- [Exercise details]: Copy only this range: the line with "For the evaluation set, indicate each instance of the large" through the final line of the material, inclusive at both ends.
━━ Records supplied
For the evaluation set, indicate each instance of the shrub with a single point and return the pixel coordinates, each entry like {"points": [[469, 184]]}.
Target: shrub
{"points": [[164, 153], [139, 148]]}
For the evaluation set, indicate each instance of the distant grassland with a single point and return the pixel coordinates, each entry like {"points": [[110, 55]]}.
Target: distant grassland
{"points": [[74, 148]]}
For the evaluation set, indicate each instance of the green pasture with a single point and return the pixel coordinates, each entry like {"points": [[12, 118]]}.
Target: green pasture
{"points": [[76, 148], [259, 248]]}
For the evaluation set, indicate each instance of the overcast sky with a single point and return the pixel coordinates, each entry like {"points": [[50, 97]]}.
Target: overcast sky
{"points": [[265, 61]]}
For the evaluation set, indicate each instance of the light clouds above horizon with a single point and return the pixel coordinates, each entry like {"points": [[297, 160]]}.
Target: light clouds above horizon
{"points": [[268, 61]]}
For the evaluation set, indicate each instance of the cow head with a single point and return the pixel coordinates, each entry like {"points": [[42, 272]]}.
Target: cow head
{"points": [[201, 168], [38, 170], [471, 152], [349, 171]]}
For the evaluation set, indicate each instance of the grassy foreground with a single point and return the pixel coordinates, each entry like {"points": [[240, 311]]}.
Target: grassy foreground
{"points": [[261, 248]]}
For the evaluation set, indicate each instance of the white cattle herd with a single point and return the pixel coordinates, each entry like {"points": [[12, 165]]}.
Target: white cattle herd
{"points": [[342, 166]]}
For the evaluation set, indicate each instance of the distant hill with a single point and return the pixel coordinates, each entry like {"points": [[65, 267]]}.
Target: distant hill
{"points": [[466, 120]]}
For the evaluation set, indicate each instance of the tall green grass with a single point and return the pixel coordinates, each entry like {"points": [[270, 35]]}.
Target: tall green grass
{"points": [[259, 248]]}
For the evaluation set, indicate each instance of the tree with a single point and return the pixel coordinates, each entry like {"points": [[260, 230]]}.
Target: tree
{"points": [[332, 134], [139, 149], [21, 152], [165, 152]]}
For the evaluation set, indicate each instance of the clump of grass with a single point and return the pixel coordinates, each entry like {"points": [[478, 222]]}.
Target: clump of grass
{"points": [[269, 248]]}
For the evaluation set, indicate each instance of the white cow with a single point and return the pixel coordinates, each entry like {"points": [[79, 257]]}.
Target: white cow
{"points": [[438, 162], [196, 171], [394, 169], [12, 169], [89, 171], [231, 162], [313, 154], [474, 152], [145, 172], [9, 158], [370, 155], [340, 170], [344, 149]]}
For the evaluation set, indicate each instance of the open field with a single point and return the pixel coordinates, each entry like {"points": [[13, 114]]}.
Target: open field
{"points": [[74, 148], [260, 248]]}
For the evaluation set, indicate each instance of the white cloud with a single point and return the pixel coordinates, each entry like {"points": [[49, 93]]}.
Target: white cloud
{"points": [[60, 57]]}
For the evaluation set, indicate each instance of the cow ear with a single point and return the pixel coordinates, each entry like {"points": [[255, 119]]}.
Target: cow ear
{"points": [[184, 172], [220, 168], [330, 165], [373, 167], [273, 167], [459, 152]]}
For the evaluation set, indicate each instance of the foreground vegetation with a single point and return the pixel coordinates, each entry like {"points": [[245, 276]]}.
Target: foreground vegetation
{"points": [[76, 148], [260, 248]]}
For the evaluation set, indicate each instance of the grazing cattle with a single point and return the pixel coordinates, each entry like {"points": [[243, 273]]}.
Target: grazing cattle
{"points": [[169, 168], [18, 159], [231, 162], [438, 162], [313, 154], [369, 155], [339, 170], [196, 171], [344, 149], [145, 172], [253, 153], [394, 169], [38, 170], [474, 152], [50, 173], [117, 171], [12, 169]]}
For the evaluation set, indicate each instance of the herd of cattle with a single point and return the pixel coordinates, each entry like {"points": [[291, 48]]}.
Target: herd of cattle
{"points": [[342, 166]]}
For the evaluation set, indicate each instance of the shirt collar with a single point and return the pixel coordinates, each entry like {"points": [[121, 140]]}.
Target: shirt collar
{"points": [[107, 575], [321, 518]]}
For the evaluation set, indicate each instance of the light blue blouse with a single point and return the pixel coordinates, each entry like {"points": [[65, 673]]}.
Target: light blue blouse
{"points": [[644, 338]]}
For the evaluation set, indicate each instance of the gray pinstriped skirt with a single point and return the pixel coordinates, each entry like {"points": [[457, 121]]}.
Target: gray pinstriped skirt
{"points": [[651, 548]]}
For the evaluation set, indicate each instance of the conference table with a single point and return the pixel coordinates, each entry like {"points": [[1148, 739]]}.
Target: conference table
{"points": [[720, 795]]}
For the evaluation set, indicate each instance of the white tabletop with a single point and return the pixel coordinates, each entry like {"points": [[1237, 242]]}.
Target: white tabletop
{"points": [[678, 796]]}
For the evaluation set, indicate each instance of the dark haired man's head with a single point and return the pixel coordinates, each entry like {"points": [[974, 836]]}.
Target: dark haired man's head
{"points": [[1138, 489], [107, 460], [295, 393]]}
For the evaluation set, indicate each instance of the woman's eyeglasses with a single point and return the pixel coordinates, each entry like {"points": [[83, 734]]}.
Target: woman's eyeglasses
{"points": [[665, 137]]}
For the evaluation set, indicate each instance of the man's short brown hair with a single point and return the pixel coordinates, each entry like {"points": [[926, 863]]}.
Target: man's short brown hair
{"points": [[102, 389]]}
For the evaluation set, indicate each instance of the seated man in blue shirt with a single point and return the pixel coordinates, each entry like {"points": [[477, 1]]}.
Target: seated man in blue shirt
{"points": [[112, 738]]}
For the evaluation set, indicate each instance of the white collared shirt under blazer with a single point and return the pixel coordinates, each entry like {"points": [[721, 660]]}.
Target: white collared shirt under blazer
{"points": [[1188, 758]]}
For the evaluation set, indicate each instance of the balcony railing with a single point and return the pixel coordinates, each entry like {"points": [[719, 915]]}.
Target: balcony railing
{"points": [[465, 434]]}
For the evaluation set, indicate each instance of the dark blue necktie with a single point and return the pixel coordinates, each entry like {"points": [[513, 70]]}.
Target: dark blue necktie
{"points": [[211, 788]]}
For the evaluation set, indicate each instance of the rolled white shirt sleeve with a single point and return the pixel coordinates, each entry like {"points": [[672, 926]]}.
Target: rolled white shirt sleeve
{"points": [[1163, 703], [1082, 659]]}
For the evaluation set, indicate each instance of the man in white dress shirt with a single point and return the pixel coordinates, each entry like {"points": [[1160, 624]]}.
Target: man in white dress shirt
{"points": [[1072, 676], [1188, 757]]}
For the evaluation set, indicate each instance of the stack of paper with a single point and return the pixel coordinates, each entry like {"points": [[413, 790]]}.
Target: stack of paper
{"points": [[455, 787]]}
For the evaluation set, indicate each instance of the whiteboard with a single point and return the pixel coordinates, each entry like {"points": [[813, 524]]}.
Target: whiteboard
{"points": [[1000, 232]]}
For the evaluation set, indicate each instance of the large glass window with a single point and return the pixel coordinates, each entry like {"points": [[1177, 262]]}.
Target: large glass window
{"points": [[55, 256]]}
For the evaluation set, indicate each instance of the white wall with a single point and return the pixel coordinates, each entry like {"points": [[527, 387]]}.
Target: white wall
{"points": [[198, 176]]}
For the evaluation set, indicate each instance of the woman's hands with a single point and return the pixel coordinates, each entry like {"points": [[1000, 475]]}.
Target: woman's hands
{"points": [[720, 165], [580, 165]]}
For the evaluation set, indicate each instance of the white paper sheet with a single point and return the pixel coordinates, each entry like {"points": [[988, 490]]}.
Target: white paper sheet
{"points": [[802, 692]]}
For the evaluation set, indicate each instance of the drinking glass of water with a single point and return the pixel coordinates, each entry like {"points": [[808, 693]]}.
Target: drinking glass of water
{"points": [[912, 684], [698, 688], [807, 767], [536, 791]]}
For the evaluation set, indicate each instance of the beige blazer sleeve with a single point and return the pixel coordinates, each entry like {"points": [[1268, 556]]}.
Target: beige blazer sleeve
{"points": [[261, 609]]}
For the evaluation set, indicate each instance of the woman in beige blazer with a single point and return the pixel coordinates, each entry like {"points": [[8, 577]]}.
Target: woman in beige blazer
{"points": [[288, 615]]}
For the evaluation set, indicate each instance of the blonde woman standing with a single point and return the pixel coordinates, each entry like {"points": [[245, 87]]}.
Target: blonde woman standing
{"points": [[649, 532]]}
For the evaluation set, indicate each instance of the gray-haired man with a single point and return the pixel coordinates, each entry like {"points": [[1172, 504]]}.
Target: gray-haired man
━━━━
- [Correct answer]:
For the evaluation set, indicate each instance of the large glass window with a single point and return the pixel coordinates, each entry like {"points": [[1177, 262]]}.
Target: large glass window
{"points": [[55, 256]]}
For the evaluation set, indicate each instance of the white wall with a single point and return the pixel coordinates, each entry like {"points": [[527, 387]]}.
Target: white wall
{"points": [[198, 176]]}
For the evaluation set, indicate each instance of the woman's hands with a single point and return the pixel coordinates, each entry like {"points": [[1000, 475]]}.
Target: woman's hands
{"points": [[720, 165], [580, 165]]}
For the evaluation set, indicate each instance of the white paper sheet with a single point and return the pixel coordinates, each entry like {"points": [[988, 490]]}.
Target: white paper sheet
{"points": [[802, 692]]}
For the evaluation set, indicate each instance of the drinking glass of water with a single point and return the pixel coordinates, each entry like {"points": [[808, 693]]}.
Target: drinking glass of water
{"points": [[912, 684], [698, 688], [807, 767], [536, 791]]}
For the evaluation set, indicate each instance of the beige blazer sleeve with a single point and return the pixel coordinates, each entry like {"points": [[1268, 556]]}.
Target: beige blazer sleeve
{"points": [[261, 609]]}
For the evaluation set, indicate each instance of the woman in beige blazer with a single point and return the pixel coordinates, each entry like {"points": [[8, 577]]}.
Target: woman in beige blazer
{"points": [[288, 615]]}
For the evaluation set, indicate each instance of the blonde woman standing with a single point and return the pixel coordinates, each entry like {"points": [[245, 87]]}.
Target: blonde woman standing
{"points": [[649, 532]]}
For the evaluation set, indicate each instance of the gray-haired man with a single point and return the pixel coordinates, each entry like {"points": [[1172, 504]]}.
Target: gray-haired man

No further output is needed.